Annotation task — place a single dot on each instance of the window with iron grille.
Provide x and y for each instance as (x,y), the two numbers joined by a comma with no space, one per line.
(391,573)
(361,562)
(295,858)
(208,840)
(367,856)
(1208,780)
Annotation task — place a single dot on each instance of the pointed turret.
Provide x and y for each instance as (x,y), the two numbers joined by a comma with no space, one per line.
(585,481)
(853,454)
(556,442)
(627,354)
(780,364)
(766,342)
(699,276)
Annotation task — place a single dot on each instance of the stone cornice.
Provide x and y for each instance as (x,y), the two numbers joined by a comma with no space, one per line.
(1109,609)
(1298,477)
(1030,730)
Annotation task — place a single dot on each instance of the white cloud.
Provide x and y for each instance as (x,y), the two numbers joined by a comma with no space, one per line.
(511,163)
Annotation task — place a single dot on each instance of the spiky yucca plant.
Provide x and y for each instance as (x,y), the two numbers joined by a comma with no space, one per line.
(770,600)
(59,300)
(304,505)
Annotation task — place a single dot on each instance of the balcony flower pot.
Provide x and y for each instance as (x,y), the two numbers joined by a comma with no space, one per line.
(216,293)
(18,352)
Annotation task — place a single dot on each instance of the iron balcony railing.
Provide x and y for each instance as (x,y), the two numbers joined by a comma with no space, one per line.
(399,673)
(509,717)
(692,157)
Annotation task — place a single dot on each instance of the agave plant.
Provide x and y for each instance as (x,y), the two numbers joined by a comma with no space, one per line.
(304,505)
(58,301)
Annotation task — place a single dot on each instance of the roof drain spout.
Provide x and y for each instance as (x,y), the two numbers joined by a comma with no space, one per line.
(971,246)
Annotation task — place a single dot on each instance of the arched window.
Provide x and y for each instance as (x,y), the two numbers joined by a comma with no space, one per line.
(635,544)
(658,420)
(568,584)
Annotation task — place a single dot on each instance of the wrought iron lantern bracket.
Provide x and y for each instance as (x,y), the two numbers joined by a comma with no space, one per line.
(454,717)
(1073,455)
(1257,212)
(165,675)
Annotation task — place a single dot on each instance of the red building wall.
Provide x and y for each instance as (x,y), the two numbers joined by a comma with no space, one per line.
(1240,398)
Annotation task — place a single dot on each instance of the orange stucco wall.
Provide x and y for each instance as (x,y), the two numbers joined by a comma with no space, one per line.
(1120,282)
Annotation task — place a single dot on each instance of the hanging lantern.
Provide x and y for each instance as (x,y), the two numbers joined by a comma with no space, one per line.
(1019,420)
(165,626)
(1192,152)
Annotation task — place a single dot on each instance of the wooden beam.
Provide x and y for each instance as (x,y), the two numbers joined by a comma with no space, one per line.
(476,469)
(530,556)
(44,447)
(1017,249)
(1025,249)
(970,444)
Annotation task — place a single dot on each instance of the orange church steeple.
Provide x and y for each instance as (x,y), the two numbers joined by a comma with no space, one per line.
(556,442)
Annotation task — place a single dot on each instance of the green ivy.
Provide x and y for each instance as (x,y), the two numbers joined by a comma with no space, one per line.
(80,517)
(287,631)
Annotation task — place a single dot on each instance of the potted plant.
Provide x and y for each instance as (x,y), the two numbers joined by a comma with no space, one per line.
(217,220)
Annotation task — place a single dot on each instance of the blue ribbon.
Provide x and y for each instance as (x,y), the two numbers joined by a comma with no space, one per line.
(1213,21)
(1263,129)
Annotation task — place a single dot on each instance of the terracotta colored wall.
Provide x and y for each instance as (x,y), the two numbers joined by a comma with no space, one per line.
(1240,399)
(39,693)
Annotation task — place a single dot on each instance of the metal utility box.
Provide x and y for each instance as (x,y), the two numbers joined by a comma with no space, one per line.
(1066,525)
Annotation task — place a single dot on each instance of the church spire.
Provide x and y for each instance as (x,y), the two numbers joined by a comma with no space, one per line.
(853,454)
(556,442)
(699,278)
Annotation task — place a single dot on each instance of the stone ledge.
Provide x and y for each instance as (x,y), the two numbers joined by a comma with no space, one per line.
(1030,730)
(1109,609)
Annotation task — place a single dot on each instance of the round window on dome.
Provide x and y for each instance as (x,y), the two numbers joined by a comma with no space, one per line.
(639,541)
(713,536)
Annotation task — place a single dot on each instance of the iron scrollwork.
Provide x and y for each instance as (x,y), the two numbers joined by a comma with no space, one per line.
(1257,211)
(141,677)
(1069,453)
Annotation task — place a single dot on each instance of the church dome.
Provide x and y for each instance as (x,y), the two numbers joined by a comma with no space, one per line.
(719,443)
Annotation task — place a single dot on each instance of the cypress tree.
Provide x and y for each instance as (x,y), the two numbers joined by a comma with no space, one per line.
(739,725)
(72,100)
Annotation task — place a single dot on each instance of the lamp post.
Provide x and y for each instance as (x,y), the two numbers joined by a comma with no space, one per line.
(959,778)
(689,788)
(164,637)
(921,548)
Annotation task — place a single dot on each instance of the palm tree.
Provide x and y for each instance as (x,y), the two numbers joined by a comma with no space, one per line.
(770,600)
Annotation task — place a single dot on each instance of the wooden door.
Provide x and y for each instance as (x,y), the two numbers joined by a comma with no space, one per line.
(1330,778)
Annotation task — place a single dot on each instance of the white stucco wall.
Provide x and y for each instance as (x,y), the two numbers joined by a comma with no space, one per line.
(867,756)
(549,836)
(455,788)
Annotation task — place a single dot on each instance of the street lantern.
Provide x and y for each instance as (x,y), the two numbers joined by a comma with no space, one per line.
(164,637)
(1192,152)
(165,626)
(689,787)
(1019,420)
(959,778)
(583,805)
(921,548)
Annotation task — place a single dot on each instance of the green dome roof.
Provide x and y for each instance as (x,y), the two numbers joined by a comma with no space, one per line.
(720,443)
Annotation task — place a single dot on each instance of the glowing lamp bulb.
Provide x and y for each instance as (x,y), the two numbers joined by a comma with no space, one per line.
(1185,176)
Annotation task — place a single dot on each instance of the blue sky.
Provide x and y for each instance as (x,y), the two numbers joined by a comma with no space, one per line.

-=-=-=-=-

WHAT THE TASK REQUIRES: What is needed is an exact transcription of every entry.

REPLY TO THE EXERCISE:
Annotation task — place a single dot on each instance of the window with iron grille.
Provide x and y for each instance as (x,y), the two numbers joined by a comma with no space, one per line.
(391,573)
(361,562)
(295,858)
(208,840)
(367,856)
(1208,780)
Annotation task — place a single dot on each instance of the pointed turret.
Provide x and y for each instance as (x,y), the two numbers joined by a comma with no space, one per line.
(585,481)
(853,454)
(556,442)
(627,354)
(780,364)
(766,342)
(699,276)
Annotation task — place a single dot on each instance of the stone cornice.
Provide x and y for each instance as (x,y), the two numbers joined by a comma with no space, one per line.
(1109,609)
(1298,477)
(1030,730)
Annotation task — place a single dot on each instance of the white cloud.
Provide x and y for each instance as (x,y), the two numbers joined by a comma with no space, one per line.
(511,163)
Annotation task — place a single dot on each instance of the spiky yucca plant.
Provide x and y for each instance as (x,y), the two numbers joined by a comma with no space, one per line.
(770,600)
(59,300)
(304,505)
Annotation task — place a single dot on each instance of the balcony flower pot.
Provide x and y for each instance as (x,y), the two numbers joined by a comma with no space, one per line.
(216,293)
(18,352)
Annotation task — place a single dot on each instance of the iron balcony railing.
Provide x and y for each instance as (x,y), the two numbers joined by a comma with no space, one per line.
(399,673)
(509,717)
(692,157)
Annotation task — place a single dot on each instance of the agave plant.
Provide x and y for each instance as (x,y), the two numbers joined by a comma with no space, one per line.
(304,505)
(58,301)
Annotation task — place a single dot on each instance of the roof drain spout.
Provide x and y for each instance as (x,y), the two numbers joined by a comma with no space, one per line.
(971,246)
Annotation task — place a single dot on each instance of the arched window.
Provide x and y for each instance as (x,y), the two numbers joined by a comma with no space, one per line.
(635,544)
(658,420)
(568,584)
Annotation task — place a single dot on each instance of the wrought iron lantern bracket.
Provide x and y for each instance as (x,y), the two numbers joined by a comma with no space, one per line.
(454,717)
(1073,455)
(1257,212)
(165,675)
Annotation task — place a single dot on each instance of the red building wall.
Provide x and y for each instance as (x,y), the two numbers joined by a comma with no space, one per line.
(1240,398)
Annotation task — place a single dot on each instance of the orange stucco wall.
Provide x and y for each instance as (x,y), the two numbers joined by a comma with no space, one per line.
(1120,282)
Annotation task — place a single dot on each instance of the hanging lantern.
Provide x and y for each instance as (x,y), the two numbers joined by a comma with no space, one per line.
(1019,420)
(165,626)
(1192,152)
Annotation task — place a single dot on each instance of the wooden beam.
Provide x and y for each instance as (x,y), the two numbers joined by a comma with no space, one per line.
(476,469)
(530,556)
(44,447)
(1017,249)
(1025,249)
(970,444)
Annotation task — place a single dot on each instance of the orange church steeple.
Provide x and y for each instance as (x,y), the two numbers joined by a comma with no space, one per line.
(556,442)
Annotation task — place a single dot on each instance of the green ivy.
Provide x and y for each instance as (x,y), the two numbers joined by a comma with no space, one per line.
(80,517)
(287,631)
Annotation task — place a single dot on each instance of the potted plant.
Provide x and y for each instance as (x,y), the two numbers joined by a comma with no space, one per line.
(217,220)
Annotation task — place a single dot on each instance of the blue ribbon.
Provide x and y for each instance as (x,y), the two numbers joined by a comma with no space, one per line.
(1213,21)
(1263,129)
Annotation task — place a single dot on each instance of the terracotta colored wall.
Provide x and y for each instance as (x,y), the two numbers joined by a comma with no space, one per line.
(1240,399)
(39,693)
Annotation task — place a single dot on each instance of the metal utility box.
Provide x and y for each instance as (x,y), the two numbers joined by a comma with no space, one per line.
(1066,525)
Annotation task — place a single dot on each instance of the church spire.
Provide x and y for each instance as (x,y), the two numbers joined by a comma with no space, one per line.
(853,454)
(556,442)
(699,278)
Annotation task — place a single dot on each instance of the stone ledge.
Provide x and y for each instance as (x,y), the two numbers joined by a comma with no space, one per line.
(1030,730)
(1109,609)
Annotation task — place a single dot on each instance of the round window on dome.
Provide x and y for each instance as (x,y), the two numbers joined by a comma with no space, one per line.
(639,541)
(713,536)
Annotation task — place a single dot on each instance of the iron scrollwork.
Provide x and y for each instance as (x,y), the two numbers joined by a comma with no space, one per line.
(1257,211)
(141,677)
(1069,453)
Annotation task — place a single dot on each instance of the church dome.
Provide x and y for each instance as (x,y), the two numbers joined by a comma with no space, one per line.
(719,443)
Annotation task — place a single dot on each instance of the cypress tree.
Provide x and y for each instance as (x,y), the two numbers joined by a comma with no space, one per line.
(739,725)
(72,100)
Annotation task — place a single dot on each instance of the lamp post.
Provide x and y for each instance as (x,y), the two numbers joined by a comma with no space, one per line.
(959,778)
(689,788)
(164,637)
(921,548)
Annotation task — place a single dot on each instance of the palm tree.
Provide x and y for each instance as (x,y), the two numbers joined by a comma with no space, one per line.
(770,600)
Annotation task — place a single dot on each instance of the wooden door.
Provide x and y for each instance as (x,y), the two numbers joined by a comma with no space, one per line.
(1330,778)
Annotation task — place a single dot on each instance of the white stucco wall.
Provide x and y for each instance as (x,y), the two numbers joined by a comma with no space, one per line.
(867,756)
(549,836)
(455,788)
Annotation task — place a single dot on each instance of the street lantern.
Provide x and y for each instance as (x,y), the two numbers joined by a comma with no space, one per line.
(164,637)
(1192,152)
(165,626)
(689,787)
(1019,420)
(959,778)
(583,805)
(921,548)
Annotation task — place a single dot on each instance of the green dome roof.
Provide x and y for each instance as (x,y), the two numbers joined by a comma with no space, one per line.
(720,443)
Annotation task — place a single dot on each instance of the glowing lamp bulb.
Provide x and y for each instance as (x,y), the two numbers joined by a comma with no space, one per line.
(1185,176)
Annotation task — place a single dot on each instance of the blue sky.
Provide x and y for each instance as (x,y), the two numbers joined by a comma with no space, one per line.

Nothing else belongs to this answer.